> **TASK INPUTS**
========================================================================
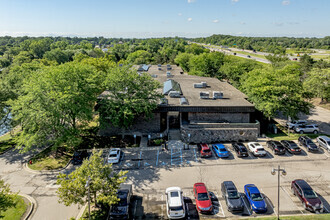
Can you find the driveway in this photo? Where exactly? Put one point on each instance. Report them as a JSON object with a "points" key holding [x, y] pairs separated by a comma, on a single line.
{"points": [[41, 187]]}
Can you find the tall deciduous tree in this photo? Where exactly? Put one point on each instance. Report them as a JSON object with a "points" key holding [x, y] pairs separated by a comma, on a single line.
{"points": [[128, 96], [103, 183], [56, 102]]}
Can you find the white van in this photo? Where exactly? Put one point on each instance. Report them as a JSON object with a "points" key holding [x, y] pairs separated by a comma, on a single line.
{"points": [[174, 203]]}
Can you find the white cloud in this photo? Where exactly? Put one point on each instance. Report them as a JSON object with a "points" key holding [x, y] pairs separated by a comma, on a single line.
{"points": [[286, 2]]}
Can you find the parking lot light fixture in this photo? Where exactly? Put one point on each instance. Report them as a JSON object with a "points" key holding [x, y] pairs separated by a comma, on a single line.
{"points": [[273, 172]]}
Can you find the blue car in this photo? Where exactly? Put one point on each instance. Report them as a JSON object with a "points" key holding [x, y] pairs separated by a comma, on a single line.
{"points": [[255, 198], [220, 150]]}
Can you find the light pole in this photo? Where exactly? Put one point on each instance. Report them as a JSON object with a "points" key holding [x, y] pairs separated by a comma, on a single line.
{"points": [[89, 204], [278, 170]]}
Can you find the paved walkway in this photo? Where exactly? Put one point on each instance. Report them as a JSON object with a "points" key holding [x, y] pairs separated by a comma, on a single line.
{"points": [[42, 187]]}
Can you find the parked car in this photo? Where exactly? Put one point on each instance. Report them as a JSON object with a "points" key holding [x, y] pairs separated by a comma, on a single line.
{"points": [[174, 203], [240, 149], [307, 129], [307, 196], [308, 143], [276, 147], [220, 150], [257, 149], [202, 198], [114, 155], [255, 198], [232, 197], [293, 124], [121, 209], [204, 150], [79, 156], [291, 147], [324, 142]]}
========================================================================
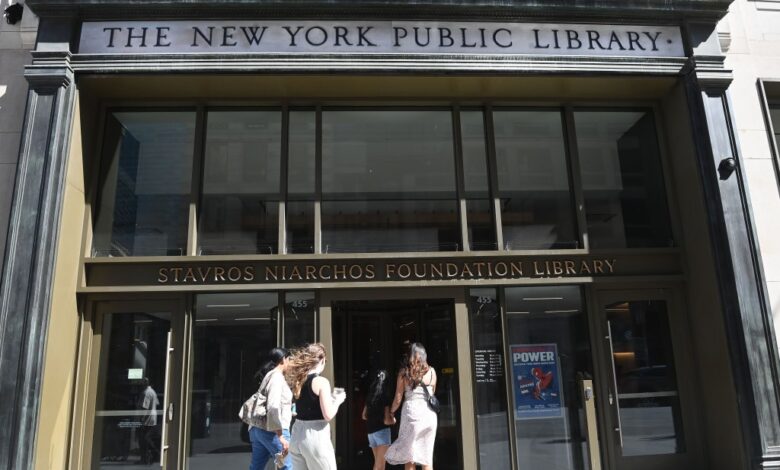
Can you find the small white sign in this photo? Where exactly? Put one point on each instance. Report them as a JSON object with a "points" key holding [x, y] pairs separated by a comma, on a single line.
========================================================================
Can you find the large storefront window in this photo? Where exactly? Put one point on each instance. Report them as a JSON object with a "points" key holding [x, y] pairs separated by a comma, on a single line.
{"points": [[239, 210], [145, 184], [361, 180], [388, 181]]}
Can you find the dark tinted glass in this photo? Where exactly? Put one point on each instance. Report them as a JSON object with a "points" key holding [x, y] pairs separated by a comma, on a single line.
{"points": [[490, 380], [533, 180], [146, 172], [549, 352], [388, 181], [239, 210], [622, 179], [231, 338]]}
========================================================================
> **WHAT THE TASK REQUIRES**
Select each line of the items above that contains the word "light", and copy those lines in full.

> **EXERCISE RESPONSE**
Can you find the parking lot light fixture in this photo? Where exactly? Put one point on each instance. Report them as a JSON object with a "points" key holding [x, y] pairs separated by a comma, on a single line.
Can you find the light pole in this photo? Where exactly? Put one point on each instance. Report them as a JSON object with a "points" key holding [x, y] pairs separated by a comma, on a single line.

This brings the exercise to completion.